* _EXTRACTED DATA_

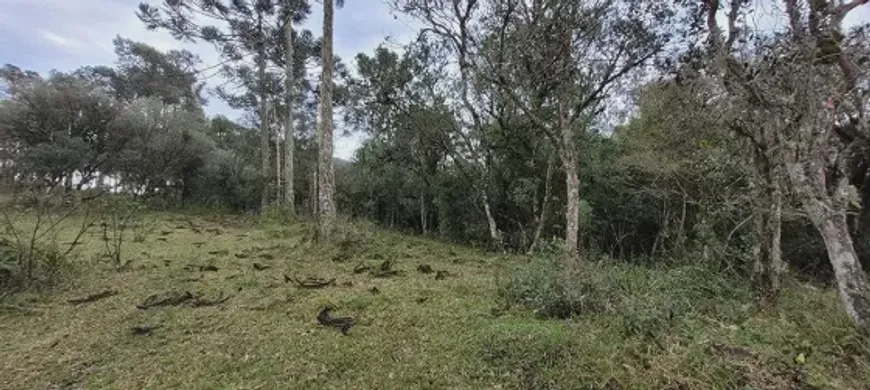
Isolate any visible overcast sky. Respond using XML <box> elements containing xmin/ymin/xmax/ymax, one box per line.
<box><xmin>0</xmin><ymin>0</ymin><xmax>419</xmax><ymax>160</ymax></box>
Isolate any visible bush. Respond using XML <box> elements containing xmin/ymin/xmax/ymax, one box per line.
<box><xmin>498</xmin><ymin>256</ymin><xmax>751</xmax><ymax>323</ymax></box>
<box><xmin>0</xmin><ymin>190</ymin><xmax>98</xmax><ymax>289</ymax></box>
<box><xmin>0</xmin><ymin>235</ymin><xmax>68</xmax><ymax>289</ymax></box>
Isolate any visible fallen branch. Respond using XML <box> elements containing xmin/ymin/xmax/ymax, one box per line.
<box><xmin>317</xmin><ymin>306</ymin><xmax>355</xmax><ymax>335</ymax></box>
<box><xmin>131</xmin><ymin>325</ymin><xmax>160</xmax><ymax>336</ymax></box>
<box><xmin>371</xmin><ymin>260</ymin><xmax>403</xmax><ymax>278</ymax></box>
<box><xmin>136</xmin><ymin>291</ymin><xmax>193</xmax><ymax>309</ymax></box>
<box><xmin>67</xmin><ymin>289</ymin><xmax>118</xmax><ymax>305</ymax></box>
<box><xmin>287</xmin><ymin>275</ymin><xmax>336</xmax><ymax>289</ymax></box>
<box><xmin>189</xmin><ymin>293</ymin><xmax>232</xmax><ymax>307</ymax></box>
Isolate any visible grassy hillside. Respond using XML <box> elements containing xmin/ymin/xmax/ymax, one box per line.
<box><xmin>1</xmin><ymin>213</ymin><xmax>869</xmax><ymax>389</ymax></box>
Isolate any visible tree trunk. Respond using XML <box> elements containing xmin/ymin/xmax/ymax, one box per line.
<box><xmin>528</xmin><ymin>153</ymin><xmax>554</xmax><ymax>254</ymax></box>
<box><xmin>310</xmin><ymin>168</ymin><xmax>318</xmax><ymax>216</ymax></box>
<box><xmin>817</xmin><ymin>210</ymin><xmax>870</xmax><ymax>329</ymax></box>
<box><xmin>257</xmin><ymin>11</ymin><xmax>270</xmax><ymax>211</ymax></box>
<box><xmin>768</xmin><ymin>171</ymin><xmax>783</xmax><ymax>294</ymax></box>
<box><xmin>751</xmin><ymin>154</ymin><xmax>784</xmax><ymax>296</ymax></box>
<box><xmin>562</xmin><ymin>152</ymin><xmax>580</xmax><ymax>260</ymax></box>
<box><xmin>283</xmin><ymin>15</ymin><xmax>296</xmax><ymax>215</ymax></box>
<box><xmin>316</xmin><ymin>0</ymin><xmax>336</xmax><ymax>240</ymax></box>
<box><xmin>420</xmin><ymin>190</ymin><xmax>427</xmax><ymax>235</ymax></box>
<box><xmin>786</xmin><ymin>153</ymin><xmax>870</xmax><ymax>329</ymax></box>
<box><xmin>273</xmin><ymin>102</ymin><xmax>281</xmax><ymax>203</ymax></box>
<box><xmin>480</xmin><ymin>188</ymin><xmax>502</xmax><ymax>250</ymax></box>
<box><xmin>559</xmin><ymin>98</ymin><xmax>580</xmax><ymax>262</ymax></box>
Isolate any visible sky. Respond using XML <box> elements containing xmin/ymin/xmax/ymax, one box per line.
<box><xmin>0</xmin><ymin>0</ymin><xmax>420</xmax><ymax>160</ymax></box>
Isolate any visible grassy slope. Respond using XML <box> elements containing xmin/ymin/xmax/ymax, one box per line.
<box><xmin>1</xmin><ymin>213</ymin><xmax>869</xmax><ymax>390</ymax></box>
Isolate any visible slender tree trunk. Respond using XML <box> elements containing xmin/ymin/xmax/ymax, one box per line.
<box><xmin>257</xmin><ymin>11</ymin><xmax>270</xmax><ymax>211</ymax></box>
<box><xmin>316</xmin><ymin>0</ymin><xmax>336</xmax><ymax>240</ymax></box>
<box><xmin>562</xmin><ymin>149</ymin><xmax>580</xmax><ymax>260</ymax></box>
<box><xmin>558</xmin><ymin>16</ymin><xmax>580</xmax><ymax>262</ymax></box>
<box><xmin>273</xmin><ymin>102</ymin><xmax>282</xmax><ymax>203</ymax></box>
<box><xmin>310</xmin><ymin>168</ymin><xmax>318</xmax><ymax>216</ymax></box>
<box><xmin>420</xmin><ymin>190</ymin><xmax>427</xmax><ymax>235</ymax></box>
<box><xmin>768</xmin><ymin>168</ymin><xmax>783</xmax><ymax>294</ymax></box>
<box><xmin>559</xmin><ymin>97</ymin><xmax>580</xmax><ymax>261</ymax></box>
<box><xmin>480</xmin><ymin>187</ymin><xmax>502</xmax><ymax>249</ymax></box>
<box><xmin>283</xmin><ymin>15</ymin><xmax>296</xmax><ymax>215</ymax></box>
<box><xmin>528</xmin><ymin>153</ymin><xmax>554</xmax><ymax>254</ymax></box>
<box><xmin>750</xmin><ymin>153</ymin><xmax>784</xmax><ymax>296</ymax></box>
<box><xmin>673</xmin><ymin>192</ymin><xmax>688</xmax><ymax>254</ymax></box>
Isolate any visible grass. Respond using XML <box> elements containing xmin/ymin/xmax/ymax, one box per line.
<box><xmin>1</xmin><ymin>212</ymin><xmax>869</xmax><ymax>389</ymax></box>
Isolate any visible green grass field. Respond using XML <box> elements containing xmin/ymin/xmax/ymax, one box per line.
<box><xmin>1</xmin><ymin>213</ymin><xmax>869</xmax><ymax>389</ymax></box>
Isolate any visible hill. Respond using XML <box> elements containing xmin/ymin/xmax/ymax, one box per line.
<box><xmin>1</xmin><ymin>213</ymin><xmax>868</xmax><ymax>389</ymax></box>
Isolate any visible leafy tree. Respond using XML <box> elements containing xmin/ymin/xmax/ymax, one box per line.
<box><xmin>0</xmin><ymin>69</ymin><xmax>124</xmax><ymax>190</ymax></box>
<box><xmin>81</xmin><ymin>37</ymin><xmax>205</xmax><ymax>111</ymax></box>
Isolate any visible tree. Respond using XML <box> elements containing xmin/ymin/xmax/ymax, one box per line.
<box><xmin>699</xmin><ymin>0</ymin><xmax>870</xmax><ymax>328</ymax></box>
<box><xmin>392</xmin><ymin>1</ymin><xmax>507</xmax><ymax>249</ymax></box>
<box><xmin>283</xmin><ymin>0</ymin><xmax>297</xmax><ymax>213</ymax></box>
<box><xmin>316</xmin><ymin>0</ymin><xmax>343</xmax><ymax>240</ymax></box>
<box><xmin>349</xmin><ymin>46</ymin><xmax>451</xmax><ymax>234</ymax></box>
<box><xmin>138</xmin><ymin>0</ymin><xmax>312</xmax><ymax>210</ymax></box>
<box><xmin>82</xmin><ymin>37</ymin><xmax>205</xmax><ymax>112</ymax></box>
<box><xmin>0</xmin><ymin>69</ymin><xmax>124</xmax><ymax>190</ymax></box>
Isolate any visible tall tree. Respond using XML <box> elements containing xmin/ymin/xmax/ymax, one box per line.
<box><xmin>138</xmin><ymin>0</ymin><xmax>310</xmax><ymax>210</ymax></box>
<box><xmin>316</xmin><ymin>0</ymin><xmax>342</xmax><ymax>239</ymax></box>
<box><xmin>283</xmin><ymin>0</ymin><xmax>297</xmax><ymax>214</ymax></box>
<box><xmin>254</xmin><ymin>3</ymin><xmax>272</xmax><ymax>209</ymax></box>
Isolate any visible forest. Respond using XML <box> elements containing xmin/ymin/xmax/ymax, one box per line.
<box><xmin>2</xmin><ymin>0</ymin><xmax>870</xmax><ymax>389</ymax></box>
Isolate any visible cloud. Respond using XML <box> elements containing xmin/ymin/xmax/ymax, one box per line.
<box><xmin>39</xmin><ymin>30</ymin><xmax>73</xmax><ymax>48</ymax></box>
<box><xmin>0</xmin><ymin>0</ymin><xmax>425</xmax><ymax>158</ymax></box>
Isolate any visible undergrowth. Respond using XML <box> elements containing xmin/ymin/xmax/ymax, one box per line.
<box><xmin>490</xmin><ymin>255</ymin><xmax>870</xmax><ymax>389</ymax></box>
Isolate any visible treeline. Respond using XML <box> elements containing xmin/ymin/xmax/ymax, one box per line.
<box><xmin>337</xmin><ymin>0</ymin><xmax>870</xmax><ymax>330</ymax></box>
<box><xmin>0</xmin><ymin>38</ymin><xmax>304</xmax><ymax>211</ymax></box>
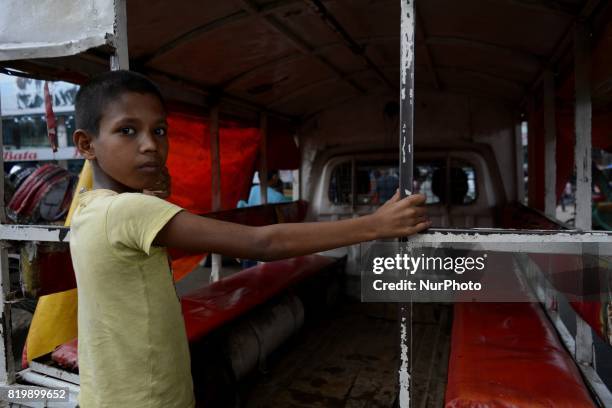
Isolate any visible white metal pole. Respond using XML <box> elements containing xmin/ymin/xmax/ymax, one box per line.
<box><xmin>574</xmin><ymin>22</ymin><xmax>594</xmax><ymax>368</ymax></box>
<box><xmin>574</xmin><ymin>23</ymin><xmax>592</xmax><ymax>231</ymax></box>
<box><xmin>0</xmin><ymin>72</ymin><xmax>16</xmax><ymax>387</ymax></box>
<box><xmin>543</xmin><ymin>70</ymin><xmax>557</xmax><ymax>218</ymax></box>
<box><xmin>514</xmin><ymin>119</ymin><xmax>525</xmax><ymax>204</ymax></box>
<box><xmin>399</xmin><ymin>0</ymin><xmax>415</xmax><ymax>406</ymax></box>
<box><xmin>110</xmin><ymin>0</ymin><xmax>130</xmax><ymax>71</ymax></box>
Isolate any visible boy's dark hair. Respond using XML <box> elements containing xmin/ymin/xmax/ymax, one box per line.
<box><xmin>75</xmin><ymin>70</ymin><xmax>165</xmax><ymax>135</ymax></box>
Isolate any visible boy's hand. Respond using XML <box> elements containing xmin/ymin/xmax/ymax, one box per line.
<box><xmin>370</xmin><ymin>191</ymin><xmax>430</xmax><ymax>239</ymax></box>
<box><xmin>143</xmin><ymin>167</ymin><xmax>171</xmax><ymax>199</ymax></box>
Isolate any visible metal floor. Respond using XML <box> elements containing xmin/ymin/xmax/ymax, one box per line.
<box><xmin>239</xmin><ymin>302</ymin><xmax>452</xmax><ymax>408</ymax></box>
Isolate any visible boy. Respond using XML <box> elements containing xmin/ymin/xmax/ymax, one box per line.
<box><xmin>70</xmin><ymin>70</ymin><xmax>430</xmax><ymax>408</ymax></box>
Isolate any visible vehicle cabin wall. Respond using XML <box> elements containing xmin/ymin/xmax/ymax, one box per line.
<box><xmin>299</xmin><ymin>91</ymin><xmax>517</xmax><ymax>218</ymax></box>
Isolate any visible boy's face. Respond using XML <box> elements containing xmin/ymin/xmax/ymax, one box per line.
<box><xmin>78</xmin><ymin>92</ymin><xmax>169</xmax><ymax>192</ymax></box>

* _DIRECTIONS_
Write out, please, only the lines from the one with "Isolate any visible boy." through the last line above, both included and unchanged.

* _SOLVED PROBLEM_
Isolate any visible boy. Respond using XML <box> elements containing xmin/ymin/xmax/ymax, one box per line.
<box><xmin>70</xmin><ymin>70</ymin><xmax>430</xmax><ymax>408</ymax></box>
Isolate any visible vehicle cabin wall. Respond using XML <box> elements containing xmin/ymin/xmax/ymax, one box per line.
<box><xmin>299</xmin><ymin>91</ymin><xmax>517</xmax><ymax>218</ymax></box>
Isolate any visible boy's face. Respond using XML <box> elements containing xmin/ymin/xmax/ymax, one box per line.
<box><xmin>78</xmin><ymin>92</ymin><xmax>169</xmax><ymax>192</ymax></box>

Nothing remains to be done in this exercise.